Entrées d'annotation de points sur image
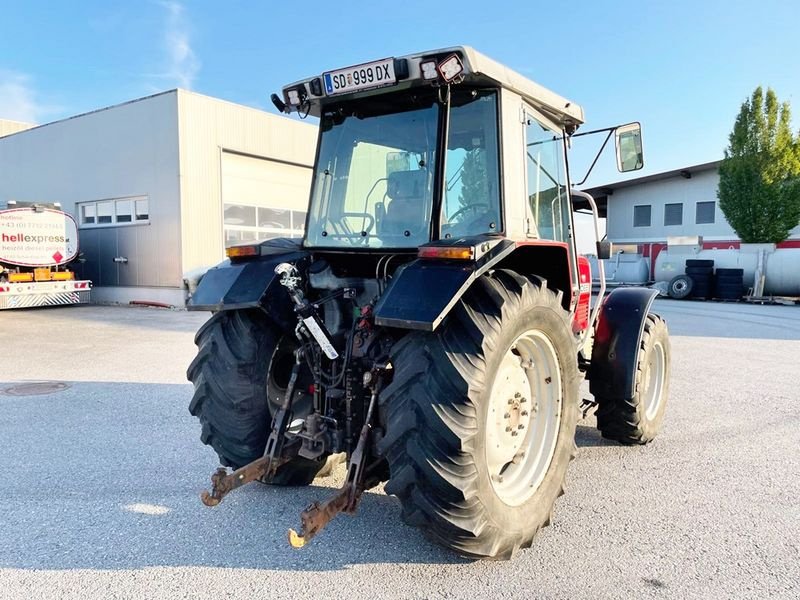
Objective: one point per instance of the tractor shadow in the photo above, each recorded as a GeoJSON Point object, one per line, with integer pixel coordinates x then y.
{"type": "Point", "coordinates": [107, 476]}
{"type": "Point", "coordinates": [587, 436]}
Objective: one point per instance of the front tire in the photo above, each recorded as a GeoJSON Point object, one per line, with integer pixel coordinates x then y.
{"type": "Point", "coordinates": [456, 401]}
{"type": "Point", "coordinates": [638, 420]}
{"type": "Point", "coordinates": [241, 359]}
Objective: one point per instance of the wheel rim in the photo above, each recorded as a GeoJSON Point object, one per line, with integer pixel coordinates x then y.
{"type": "Point", "coordinates": [654, 381]}
{"type": "Point", "coordinates": [524, 417]}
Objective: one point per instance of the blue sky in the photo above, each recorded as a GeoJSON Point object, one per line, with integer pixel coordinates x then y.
{"type": "Point", "coordinates": [681, 67]}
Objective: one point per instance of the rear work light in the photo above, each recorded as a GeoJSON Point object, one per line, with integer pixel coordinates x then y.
{"type": "Point", "coordinates": [447, 252]}
{"type": "Point", "coordinates": [237, 251]}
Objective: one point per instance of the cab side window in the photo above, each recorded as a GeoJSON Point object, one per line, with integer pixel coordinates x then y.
{"type": "Point", "coordinates": [546, 182]}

- _VOTRE TÂCHE_
Reportez toutes les lignes des enregistrements sans en omettre une, en commençant à celle qui contient « Objective: one point per instance of the rear » et jusqu'à la fin des enregistrements. Ajoutez 111 à chaque coordonnée de point.

- _RÉSULTAT OBTENU_
Objective: one point per instance of the rear work light in the photo above, each recorded as a GeoJSON Point object, one per line, with integer pixel coordinates x then y.
{"type": "Point", "coordinates": [558, 363]}
{"type": "Point", "coordinates": [348, 362]}
Objective: one point per instance of the cab side window in the photo above, each recorded as a GeoJSON Point object, one per line, with integer pixel coordinates x then y.
{"type": "Point", "coordinates": [657, 293]}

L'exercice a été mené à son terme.